- REQUEST
Locate the line containing "point: the front door in this photo" in the material below; repeat it and every line after it, exactly as written.

Stored data entries:
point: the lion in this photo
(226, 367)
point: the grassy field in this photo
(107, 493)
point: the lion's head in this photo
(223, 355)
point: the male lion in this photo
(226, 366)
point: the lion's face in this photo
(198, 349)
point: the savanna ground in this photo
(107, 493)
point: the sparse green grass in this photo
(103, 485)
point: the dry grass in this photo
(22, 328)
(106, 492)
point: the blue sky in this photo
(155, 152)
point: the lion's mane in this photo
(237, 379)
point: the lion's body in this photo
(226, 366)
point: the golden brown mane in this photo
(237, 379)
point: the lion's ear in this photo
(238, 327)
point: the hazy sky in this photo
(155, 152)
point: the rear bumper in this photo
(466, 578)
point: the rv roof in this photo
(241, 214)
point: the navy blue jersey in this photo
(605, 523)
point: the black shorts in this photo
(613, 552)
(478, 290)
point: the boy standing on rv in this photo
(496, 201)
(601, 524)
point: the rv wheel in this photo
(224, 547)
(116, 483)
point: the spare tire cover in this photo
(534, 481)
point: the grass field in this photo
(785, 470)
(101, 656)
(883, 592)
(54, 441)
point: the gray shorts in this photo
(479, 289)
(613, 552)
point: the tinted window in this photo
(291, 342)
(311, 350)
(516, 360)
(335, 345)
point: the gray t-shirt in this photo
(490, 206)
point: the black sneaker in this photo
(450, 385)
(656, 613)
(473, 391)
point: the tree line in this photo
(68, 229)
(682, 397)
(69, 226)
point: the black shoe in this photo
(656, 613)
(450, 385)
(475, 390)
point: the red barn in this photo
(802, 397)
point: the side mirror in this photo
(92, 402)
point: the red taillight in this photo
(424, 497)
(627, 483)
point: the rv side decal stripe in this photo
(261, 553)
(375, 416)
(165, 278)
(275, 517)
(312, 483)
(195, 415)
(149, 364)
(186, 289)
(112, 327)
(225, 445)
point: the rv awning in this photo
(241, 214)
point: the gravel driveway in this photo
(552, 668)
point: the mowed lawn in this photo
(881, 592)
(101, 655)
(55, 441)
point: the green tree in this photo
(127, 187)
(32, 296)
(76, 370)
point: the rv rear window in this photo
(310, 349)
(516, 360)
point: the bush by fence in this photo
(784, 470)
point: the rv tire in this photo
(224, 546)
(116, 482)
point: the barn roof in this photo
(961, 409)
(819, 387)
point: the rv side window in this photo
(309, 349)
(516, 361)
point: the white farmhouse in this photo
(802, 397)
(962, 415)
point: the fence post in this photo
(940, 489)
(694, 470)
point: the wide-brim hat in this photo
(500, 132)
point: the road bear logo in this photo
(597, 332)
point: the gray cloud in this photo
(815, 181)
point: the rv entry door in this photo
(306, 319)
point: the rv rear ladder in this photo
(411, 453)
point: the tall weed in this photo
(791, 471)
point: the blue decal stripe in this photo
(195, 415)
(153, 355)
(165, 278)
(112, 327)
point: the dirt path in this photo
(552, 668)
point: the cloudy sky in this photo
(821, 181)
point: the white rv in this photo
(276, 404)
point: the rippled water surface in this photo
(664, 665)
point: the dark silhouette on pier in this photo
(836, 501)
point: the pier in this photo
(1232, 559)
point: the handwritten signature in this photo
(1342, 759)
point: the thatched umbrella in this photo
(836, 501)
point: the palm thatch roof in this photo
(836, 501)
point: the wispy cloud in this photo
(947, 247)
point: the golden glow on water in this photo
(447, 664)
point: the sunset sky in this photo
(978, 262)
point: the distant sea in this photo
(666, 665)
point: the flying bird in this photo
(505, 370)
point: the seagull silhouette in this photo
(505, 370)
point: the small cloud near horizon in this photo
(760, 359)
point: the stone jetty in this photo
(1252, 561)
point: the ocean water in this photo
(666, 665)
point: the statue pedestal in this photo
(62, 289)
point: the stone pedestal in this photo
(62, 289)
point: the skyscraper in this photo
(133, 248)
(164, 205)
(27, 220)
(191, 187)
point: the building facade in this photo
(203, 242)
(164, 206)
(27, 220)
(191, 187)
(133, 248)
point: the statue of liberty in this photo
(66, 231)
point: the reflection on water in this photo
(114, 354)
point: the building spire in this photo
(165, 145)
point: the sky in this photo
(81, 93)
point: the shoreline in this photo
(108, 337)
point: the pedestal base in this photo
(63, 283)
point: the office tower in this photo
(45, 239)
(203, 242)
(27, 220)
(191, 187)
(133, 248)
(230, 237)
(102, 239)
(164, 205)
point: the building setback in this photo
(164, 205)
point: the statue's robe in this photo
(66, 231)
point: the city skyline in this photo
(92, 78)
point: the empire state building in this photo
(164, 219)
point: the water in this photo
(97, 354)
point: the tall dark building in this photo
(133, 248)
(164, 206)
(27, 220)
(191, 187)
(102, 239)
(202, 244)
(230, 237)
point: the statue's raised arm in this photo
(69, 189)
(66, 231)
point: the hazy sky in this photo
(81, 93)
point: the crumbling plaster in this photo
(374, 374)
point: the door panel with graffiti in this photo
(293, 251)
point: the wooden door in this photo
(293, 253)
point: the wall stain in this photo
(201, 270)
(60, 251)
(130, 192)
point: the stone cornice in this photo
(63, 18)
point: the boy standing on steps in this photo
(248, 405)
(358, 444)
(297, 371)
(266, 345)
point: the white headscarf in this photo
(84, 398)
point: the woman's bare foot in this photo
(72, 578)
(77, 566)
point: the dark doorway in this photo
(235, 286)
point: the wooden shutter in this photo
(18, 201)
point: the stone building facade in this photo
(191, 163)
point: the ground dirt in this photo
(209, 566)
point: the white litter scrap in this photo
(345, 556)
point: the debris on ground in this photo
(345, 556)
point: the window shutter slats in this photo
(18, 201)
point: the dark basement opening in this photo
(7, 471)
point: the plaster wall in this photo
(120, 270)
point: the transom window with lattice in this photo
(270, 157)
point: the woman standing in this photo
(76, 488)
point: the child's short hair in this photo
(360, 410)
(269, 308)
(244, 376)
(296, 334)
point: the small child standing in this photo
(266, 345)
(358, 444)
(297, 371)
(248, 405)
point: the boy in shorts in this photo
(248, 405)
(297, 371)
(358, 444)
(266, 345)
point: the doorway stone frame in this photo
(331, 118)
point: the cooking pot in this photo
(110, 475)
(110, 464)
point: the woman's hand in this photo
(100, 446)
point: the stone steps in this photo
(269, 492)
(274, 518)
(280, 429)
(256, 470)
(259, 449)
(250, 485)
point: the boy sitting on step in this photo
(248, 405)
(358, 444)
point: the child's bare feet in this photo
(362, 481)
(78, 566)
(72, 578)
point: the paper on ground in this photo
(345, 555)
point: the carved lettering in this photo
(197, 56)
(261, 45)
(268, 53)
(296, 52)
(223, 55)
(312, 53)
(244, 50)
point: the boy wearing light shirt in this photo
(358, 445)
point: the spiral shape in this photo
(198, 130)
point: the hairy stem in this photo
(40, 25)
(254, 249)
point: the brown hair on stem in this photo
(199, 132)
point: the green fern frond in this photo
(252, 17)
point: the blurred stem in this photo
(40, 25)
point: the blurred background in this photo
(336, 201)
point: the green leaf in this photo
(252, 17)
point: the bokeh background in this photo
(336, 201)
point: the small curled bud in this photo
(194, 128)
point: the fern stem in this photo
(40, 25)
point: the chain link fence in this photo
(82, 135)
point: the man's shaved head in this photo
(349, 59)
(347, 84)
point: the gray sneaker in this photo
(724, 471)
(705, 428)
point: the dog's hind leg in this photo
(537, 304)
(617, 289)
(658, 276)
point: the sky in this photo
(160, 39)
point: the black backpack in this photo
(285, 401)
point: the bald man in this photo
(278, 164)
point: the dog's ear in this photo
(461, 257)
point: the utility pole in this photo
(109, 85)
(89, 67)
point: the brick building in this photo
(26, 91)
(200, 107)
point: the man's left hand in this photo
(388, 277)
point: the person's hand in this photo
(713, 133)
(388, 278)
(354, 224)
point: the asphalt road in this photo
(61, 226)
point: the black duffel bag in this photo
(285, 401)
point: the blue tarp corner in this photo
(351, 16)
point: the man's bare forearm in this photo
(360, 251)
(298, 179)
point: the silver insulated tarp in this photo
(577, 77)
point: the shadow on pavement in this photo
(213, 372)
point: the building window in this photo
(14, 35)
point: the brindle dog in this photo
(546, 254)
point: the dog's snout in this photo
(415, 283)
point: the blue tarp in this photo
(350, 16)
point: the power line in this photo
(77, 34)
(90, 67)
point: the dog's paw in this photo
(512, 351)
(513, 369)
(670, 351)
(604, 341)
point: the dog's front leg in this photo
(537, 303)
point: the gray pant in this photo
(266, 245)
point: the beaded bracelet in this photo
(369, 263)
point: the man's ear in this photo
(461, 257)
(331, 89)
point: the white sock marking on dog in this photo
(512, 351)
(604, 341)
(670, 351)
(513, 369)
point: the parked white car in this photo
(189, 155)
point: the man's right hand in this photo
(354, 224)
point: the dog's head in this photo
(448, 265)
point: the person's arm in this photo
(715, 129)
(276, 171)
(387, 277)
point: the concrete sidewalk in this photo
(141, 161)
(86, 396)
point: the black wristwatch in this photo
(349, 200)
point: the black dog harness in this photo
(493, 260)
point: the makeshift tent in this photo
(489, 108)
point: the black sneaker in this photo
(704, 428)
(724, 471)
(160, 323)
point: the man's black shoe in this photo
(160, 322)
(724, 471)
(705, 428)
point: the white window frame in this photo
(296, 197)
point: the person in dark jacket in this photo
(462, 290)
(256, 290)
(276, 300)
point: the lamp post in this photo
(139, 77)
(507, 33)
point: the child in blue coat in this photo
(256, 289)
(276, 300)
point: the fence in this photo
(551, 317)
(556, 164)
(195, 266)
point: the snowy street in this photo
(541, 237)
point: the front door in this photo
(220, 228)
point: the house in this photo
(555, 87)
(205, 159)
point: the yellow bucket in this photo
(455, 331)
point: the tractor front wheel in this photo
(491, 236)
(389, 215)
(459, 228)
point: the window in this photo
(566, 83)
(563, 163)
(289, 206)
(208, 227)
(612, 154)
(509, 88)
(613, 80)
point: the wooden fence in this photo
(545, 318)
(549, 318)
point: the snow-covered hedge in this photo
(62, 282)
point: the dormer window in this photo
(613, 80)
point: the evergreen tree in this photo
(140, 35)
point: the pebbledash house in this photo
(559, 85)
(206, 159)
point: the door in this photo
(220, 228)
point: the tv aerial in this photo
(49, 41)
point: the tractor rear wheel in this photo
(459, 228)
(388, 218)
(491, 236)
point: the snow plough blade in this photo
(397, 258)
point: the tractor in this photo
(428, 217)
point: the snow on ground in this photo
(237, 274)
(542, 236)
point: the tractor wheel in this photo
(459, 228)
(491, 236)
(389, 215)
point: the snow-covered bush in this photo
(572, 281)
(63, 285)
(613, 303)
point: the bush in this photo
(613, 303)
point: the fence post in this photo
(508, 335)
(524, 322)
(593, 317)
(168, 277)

- TASK SOLUTION
point: the front door in this photo
(220, 228)
point: the house in this photo
(555, 87)
(205, 159)
point: the yellow bucket in this photo
(455, 331)
point: the tractor front wheel in this photo
(491, 236)
(389, 215)
(459, 228)
point: the window in this photo
(566, 83)
(563, 163)
(289, 206)
(208, 227)
(612, 154)
(509, 88)
(613, 80)
point: the wooden fence in this photo
(545, 318)
(549, 318)
point: the snow-covered hedge in this photo
(62, 282)
point: the dormer window in this photo
(613, 80)
point: the evergreen tree in this photo
(140, 35)
point: the pebbledash house in this photo
(559, 85)
(206, 159)
point: the door in this photo
(220, 228)
point: the tv aerial in this photo
(49, 41)
point: the tractor rear wheel in this photo
(459, 228)
(388, 218)
(491, 236)
point: the snow plough blade in this photo
(397, 258)
point: the tractor in this photo
(428, 217)
point: the snow on ground in this photo
(237, 274)
(542, 236)
point: the tractor wheel in this photo
(459, 228)
(491, 236)
(389, 215)
point: the snow-covered bush in this photo
(572, 281)
(63, 285)
(613, 303)
point: the bush in this photo
(613, 303)
point: the fence post in this photo
(508, 335)
(524, 322)
(593, 317)
(168, 277)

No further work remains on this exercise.